What this task involves: Rewrite the stretch from the start of the records through the line containing "<point>255,230</point>", replacing "keypoint" with "marker" and leaving all else unchanged.
** begin Material provided **
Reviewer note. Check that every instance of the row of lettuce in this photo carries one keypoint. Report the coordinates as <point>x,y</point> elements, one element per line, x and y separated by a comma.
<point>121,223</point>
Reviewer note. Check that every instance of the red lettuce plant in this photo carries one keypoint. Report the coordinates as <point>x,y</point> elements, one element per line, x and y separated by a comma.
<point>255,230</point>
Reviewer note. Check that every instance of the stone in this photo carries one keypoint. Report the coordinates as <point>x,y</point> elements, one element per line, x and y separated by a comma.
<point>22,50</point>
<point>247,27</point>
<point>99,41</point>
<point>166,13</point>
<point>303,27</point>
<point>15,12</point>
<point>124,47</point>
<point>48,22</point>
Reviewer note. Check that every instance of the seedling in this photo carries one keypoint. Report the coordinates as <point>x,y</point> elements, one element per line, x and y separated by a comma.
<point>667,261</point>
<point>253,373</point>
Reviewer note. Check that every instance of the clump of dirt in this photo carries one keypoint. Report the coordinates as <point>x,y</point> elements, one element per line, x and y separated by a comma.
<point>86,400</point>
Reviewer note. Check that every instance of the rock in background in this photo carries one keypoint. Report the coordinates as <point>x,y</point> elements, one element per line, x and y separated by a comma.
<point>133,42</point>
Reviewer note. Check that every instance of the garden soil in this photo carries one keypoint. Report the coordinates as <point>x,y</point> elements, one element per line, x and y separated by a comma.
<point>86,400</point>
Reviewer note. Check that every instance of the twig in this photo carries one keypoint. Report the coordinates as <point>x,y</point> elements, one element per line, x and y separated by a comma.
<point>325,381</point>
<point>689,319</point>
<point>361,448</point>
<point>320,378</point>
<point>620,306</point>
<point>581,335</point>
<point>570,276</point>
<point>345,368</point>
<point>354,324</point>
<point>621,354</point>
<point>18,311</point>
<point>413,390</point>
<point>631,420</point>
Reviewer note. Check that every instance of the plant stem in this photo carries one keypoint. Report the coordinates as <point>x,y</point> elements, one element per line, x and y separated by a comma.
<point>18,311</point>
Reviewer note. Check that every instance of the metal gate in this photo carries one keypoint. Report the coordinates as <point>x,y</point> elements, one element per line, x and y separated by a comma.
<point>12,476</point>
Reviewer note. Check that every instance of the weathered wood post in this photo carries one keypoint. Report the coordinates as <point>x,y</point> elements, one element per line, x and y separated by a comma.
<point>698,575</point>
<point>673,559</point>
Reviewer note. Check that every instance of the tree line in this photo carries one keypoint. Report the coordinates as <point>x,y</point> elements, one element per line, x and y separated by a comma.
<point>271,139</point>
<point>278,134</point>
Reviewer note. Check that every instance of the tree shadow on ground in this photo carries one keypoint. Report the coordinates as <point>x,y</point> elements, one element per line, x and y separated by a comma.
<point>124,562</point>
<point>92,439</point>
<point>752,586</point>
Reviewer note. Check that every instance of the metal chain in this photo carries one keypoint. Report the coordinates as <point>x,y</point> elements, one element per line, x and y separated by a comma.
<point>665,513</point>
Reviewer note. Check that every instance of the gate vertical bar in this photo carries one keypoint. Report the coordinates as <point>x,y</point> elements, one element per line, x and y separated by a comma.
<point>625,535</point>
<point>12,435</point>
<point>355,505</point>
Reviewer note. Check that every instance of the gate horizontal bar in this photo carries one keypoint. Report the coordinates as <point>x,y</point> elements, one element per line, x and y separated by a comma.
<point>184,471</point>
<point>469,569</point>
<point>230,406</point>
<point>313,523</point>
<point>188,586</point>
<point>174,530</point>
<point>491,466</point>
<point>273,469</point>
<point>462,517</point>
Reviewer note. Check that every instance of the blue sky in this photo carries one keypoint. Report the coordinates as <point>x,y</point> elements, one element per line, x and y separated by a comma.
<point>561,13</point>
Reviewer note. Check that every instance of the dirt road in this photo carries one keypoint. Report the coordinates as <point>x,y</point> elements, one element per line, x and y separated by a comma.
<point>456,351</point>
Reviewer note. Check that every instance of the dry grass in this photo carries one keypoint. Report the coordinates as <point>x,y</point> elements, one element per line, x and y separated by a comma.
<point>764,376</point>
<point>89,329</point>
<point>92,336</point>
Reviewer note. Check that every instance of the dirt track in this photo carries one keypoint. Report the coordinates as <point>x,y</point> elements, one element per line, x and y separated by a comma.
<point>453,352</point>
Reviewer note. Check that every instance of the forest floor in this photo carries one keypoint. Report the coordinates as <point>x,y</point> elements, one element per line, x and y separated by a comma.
** end Material provided **
Task result:
Reviewer note. Check that every instance of the row of lettuce in this photo carries one marker. Report the coordinates as <point>x,y</point> elements, one element per line, x and y separated by a comma.
<point>121,223</point>
Reviewer note. Check that every instance of the red lettuce plant in this photo carries one marker. Report the coordinates as <point>x,y</point> elements, one element per line, x and y separated by a comma.
<point>255,230</point>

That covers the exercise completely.